══ PASSAGE TO READ

Kerstetter remembers the accident as if it happened yesterday.

“In the blink of an eye, a thud,” he remembered.  “I was turned around sideways, looking at the stars, and when I turned back around, (my arm) was gone.”

He felt no pain, but knew he wouldn’t survive if he didn’t get help immediately.  He untangled his coat jacket, and struggled to a phone.

“I let my arm go, climbed down the ladder, picked my arm back up, walked into the office, sat down in the chair and dialed 911,” said Kerstetter.

Thanks to Kerstetter’s quick call to 911, paramedics arrived within minutes and had him at a hospital about 20 minutes after they arrived.

“Those two guys (told me), ‘We're getting out of here now.’

They just grabbed me, (put me) on the gurney, they strapped me in and out the gate we went,” he said.

After two surgeries and less than a week at Brackenridge Hospital, Kerstetter went home, ready to get back tohis life and the grandsons who adore him.

“I've never been one to sit and cry for very long over something I can't fix,” he said.

That’s not to say losing an arm, especially your right arm when you’re right-handed, has been easy.

Kerstetter knows he escaped death that day.

“OSHA came to the house and told me, ‘You're a statistic by yourself, because you're here, because everybody else that's had this happen to them isn't’,” he said.

Kerstetter’s wife of almost 31 years, Debi, is amazed daily, as he becomes more adept in using his prosthetic arm.  She says the odds may have been stacked against him initially, but she says only a fool would bet against her husband.

“There's nothing he can't do or try. Today he picked up a poker chip and I just started crying,” she said, smiling.

Like her husband, Debi laughs a lot.  But the strain of the last year is not far from the surface.

“He's a hard worker and I love him very dearly,” she said, fighting back tears.

Bobby is now back at work at the same company, at a different plant with different duties than he had before.  Worker’s compensation has paid his tens of thousands of dollars in medical bills.

Most days, Kerstetter is in a great mood as he adjusts to life with a new arm.

“I pretty much can't use it without watching it. I mean, I'm still seeing it doing it,” he said.  “I guess it's just part of me. I don't feel the awkwardness any more.”

He now makes frequent visits to Orthotic and Prosthetic Technologies in North Austin, where he fine tunes the fit on not one, but two right arms.  One arm is the dynamic arm, a state-of-the-art myoelectric prosthetic that lets him move his elbow, his wrist and grasp by flexing his muscles.  It costs in the $100,000 range and was paid for by worker’s comp.  Beeps tell him which area he’s activated.

════
══ DATA EXCERPTS

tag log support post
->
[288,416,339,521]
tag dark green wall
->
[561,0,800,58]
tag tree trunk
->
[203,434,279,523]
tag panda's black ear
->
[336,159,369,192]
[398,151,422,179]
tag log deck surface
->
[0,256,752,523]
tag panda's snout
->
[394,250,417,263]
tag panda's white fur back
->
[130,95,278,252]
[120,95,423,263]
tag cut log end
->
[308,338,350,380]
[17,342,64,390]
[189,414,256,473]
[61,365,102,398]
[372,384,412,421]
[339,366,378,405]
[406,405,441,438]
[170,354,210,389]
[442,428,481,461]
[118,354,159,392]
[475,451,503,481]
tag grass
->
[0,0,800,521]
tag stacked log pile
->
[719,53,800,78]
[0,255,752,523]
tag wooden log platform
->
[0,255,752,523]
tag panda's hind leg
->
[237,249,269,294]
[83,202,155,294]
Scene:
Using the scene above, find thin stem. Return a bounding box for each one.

════
══ DATA EXCERPTS

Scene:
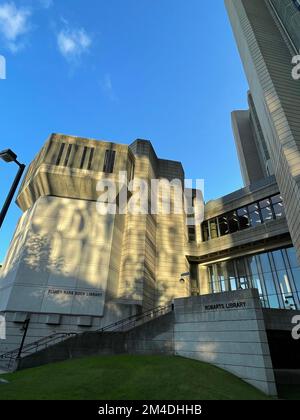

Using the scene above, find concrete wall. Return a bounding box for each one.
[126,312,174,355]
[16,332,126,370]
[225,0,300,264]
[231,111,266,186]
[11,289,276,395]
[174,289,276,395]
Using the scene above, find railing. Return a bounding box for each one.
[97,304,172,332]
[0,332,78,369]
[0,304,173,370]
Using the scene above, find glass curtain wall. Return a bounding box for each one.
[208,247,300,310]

════
══ DATA EXCERPTS

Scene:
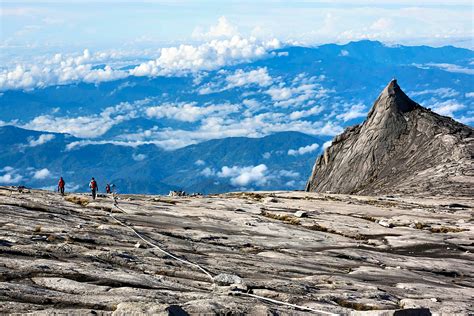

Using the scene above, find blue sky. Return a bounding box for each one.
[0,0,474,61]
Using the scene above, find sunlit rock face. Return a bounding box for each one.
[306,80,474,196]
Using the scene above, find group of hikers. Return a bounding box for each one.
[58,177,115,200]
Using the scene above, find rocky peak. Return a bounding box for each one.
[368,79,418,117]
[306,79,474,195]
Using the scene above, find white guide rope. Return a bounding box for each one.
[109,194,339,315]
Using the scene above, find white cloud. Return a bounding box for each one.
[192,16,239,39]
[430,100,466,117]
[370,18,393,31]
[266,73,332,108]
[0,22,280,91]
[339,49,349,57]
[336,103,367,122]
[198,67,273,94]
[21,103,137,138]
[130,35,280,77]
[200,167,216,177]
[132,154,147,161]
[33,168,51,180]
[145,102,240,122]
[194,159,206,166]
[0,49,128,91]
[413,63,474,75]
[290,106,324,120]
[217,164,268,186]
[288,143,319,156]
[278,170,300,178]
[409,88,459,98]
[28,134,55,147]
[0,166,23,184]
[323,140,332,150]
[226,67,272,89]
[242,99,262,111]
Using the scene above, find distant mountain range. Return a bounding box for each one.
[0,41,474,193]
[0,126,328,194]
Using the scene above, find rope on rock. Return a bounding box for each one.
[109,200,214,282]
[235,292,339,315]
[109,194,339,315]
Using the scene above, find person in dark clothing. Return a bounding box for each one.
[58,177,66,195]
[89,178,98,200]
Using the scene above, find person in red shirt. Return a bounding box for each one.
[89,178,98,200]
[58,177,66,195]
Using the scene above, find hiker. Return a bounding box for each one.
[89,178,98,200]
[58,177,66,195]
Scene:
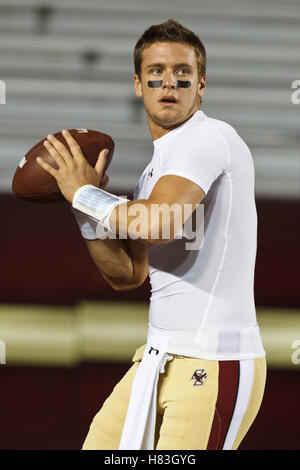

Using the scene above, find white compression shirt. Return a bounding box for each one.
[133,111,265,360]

════

■ **WHAT IS BEING ASKED**:
In the account of Kerstetter's accident, how many surgeries did he have at Brackenridge Hospital before going home? The records have nothing to do with this.

■ **ANSWER TO THIS EXERCISE**:
Two surgeries.